Reproduce the listing below, substituting "provided image" for every occurrence of "supplied photograph" and changing nothing else. Leave the pictures out of your answer.

--- Start of The data ---

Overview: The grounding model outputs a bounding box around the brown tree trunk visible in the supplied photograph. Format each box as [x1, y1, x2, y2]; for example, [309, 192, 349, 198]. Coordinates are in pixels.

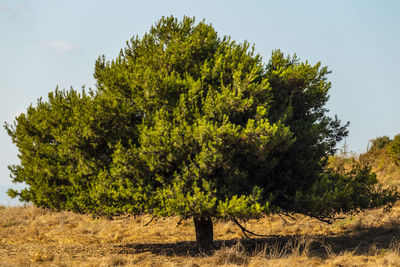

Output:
[193, 216, 213, 251]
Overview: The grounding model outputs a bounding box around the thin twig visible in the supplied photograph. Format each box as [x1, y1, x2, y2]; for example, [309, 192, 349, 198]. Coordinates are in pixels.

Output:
[143, 215, 157, 226]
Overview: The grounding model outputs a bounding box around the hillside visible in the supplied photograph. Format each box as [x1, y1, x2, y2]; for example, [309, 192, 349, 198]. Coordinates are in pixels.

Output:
[0, 139, 400, 267]
[0, 206, 400, 266]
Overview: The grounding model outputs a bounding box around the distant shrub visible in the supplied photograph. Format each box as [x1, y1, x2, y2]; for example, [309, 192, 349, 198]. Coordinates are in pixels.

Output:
[369, 136, 391, 151]
[388, 134, 400, 165]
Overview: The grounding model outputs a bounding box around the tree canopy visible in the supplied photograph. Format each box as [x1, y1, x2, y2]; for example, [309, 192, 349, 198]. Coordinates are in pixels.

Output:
[6, 17, 398, 251]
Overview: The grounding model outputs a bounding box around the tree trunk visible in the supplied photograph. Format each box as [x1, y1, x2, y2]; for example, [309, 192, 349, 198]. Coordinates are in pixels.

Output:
[193, 216, 213, 251]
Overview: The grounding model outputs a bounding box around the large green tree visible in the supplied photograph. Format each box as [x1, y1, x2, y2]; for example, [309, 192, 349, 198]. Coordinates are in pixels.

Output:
[6, 17, 398, 249]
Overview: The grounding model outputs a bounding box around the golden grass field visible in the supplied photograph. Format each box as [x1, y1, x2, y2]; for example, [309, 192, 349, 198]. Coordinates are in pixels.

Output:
[0, 153, 400, 267]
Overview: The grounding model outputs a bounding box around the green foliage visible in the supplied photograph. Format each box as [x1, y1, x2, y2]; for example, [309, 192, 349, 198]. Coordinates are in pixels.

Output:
[369, 136, 391, 151]
[6, 17, 397, 223]
[388, 134, 400, 166]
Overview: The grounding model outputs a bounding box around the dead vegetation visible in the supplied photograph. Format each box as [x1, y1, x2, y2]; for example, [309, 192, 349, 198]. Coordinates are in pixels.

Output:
[0, 148, 400, 267]
[0, 206, 400, 267]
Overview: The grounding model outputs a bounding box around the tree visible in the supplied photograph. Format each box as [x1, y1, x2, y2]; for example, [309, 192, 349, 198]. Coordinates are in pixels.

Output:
[6, 17, 399, 249]
[388, 134, 400, 166]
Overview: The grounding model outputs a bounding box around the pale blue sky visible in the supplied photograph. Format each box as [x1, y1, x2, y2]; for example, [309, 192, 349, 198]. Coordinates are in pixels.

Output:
[0, 0, 400, 191]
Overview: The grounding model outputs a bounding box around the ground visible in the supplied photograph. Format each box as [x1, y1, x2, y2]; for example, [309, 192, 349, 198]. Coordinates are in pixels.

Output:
[0, 205, 400, 267]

--- End of The data ---

◆ **Correct result**
Overview: The grounding model outputs a bounding box around the brown tree trunk visible in the provided image. Format each box as [x1, y1, x2, y2]; for example, [309, 192, 349, 198]. Coordinates are in pixels.


Output:
[193, 216, 213, 251]
Overview: The grounding model outputs a bounding box around the thin twig visible in the provided image. Format each box as [x1, y1, x2, y2]; for example, [309, 192, 349, 198]. Coordinates are in pixels.

Output:
[143, 215, 157, 226]
Overview: The grounding model outputs a bounding box around the hillside visible in the provided image. Format each box as [x1, y1, x2, y2]; for example, [309, 192, 349, 198]. Coordinates are in pixels.

Output:
[0, 139, 400, 267]
[0, 206, 400, 266]
Overview: The grounding model outputs a bounding box around the distant shrub visible in the provided image. Format each box as [x1, y1, x2, y2]; for example, [309, 192, 349, 198]. Coordinates are in pixels.

Output:
[369, 136, 391, 151]
[388, 134, 400, 165]
Overview: The grounding model outputs a bounding box around the tree canopy visible in the provided image. Format each box as [x1, y1, x2, y2]; for example, [309, 192, 349, 198]. Coordinates are in pixels.

Output:
[6, 17, 398, 251]
Overview: The grounding model outputs a bounding box around the tree trunk visible in the provided image. Format each box as [x1, y1, x2, y2]; for example, [309, 192, 349, 198]. Coordinates are in pixels.

Output:
[193, 216, 213, 251]
Overview: The grounding model outputs a bounding box around the large green tree visible in the provided image. Format each box as [x1, y1, x2, y2]; for example, [309, 192, 349, 198]. Coordinates are in pixels.

Output:
[6, 17, 398, 249]
Overview: The grounding model outputs a bounding box around the golden grass field visible in the provided image. Format each box as [x1, y1, x2, y2]; for example, [309, 192, 349, 198]. Coordinates are in pixels.

Output:
[0, 153, 400, 267]
Overview: The grounding model outputs a bounding box around the green foliage visible in the provided image. Format each box as [x1, y1, x2, y2]; for example, [309, 192, 349, 198]. Coordinates are in pixels.

Output:
[369, 136, 391, 151]
[6, 17, 397, 223]
[388, 134, 400, 166]
Overview: The grounding model outputs a bounding box around the dead vegetation visible in the provided image. Format each box as [x1, y1, x2, y2]; for example, [309, 192, 349, 198]. Coordinates are in pixels.

Output:
[0, 148, 400, 267]
[0, 206, 400, 267]
Overview: The grounding model outputs a bounding box around the tree visible in the provided image. Format each box as [x1, y1, x2, y2]; for example, [309, 192, 349, 198]. Coordinates are in pixels.

Output:
[6, 17, 399, 249]
[388, 134, 400, 166]
Overview: The grounding model outputs a bounding box around the pale blue sky visible in the provided image. Format each box as [x1, y1, x2, y2]; for example, [309, 192, 349, 198]. Coordinates are in pixels.

Output:
[0, 0, 400, 191]
Overview: The grounding model outputs a bounding box around the ground visible in the provided image. Format each box as [x1, y1, x2, y2]; for example, [309, 192, 349, 198]. Coordinates are in pixels.

Output:
[0, 205, 400, 267]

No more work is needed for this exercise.